= SET TASK =
Extract each line of the entries below that contains the string "green", matching case exactly.
++++ DATASET ++++
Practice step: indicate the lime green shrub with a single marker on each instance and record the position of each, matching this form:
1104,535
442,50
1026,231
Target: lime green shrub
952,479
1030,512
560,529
++++
= WRITTEN REPLY =
Practice step: indicate the lime green shrub with a single marker on each instance and record the position of each, matching this form:
Target: lime green shrub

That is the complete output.